(Referring expression pointing data)

----------------------------------------

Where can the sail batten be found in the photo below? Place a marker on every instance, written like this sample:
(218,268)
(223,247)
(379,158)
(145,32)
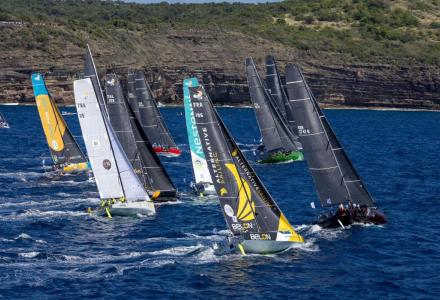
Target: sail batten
(335,178)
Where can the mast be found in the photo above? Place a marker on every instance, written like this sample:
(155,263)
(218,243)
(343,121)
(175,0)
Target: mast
(248,208)
(274,131)
(150,116)
(327,150)
(120,122)
(63,147)
(276,89)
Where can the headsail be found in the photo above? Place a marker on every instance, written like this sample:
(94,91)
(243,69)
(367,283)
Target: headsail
(200,166)
(132,187)
(114,175)
(63,147)
(139,151)
(278,93)
(150,116)
(335,178)
(274,131)
(248,208)
(3,122)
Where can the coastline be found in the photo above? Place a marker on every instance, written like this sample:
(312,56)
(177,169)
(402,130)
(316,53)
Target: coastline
(323,106)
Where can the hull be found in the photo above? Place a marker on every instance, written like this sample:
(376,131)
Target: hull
(163,196)
(168,152)
(281,157)
(363,216)
(203,189)
(127,209)
(264,247)
(76,168)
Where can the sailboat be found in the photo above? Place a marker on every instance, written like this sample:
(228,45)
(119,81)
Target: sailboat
(203,183)
(148,113)
(254,219)
(135,144)
(121,192)
(3,122)
(279,143)
(338,184)
(278,93)
(66,154)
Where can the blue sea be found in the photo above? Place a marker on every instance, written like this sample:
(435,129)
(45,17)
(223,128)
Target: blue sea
(50,248)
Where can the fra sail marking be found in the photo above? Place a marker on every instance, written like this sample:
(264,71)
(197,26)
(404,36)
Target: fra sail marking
(339,186)
(66,154)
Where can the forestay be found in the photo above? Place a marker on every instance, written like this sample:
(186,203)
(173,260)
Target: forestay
(335,177)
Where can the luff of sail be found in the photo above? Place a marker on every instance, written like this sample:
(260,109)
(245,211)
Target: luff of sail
(136,199)
(274,131)
(151,119)
(114,175)
(249,210)
(200,166)
(65,152)
(335,177)
(278,93)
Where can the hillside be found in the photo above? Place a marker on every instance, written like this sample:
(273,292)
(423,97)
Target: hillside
(381,53)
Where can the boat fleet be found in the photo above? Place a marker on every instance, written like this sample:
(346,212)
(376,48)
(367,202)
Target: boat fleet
(124,134)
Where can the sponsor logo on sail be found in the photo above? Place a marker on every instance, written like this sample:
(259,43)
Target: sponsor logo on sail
(106,164)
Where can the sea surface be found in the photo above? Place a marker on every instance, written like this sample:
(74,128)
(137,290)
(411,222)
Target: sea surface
(50,248)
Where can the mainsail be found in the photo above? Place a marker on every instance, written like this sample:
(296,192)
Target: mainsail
(200,166)
(63,147)
(97,131)
(137,147)
(249,210)
(274,131)
(3,122)
(149,114)
(335,177)
(278,93)
(120,122)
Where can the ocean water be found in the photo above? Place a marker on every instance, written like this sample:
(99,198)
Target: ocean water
(51,248)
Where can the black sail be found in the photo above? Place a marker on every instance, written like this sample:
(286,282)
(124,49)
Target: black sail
(120,122)
(273,84)
(278,93)
(335,178)
(150,116)
(248,208)
(274,131)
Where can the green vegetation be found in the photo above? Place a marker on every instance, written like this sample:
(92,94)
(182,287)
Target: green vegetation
(360,30)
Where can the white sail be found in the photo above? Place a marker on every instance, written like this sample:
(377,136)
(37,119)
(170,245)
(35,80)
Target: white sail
(97,132)
(200,166)
(97,142)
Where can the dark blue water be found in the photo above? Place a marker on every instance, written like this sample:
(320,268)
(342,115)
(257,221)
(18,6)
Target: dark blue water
(50,248)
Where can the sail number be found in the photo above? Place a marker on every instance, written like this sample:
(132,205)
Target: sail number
(260,236)
(242,227)
(303,131)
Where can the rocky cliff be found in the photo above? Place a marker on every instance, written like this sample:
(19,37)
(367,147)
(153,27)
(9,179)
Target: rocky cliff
(217,58)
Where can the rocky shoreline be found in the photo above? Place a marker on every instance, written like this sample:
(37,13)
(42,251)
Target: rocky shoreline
(217,60)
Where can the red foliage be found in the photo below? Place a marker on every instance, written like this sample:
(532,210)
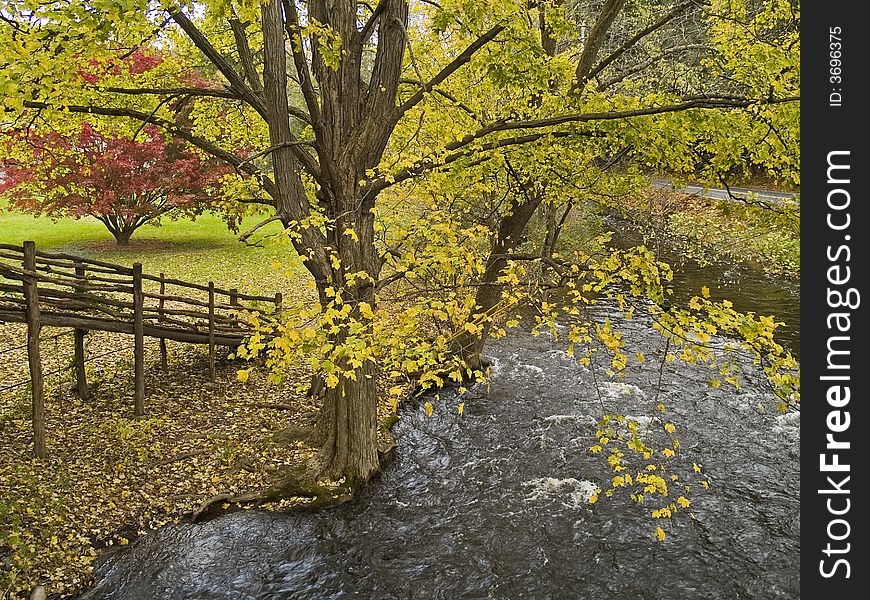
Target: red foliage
(138,62)
(124,183)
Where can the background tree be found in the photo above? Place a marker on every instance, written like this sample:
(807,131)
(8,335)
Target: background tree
(124,183)
(325,165)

----------------------------------------

_TASK TO CARRY OUT_: For the word "below", return every line of the records that holds it.

_THE COMPLETED TASK_:
Where can the sail batten be found in the photo below? Place a marker on every instance, written like this sample:
Where can the red foliage be found in the photo below? Place a marker on every instance, written like this sample:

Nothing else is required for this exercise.